* [Exercise brief] Your answer must be the full set of entries, reproduced exactly.
——
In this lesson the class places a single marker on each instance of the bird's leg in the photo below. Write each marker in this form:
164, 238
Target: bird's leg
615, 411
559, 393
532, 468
——
* [Solution below]
In this lesson the class places a single marker on each instance of the bird's leg in the photo below. Write each marker in this form:
164, 238
Target: bird's leg
615, 411
559, 393
532, 468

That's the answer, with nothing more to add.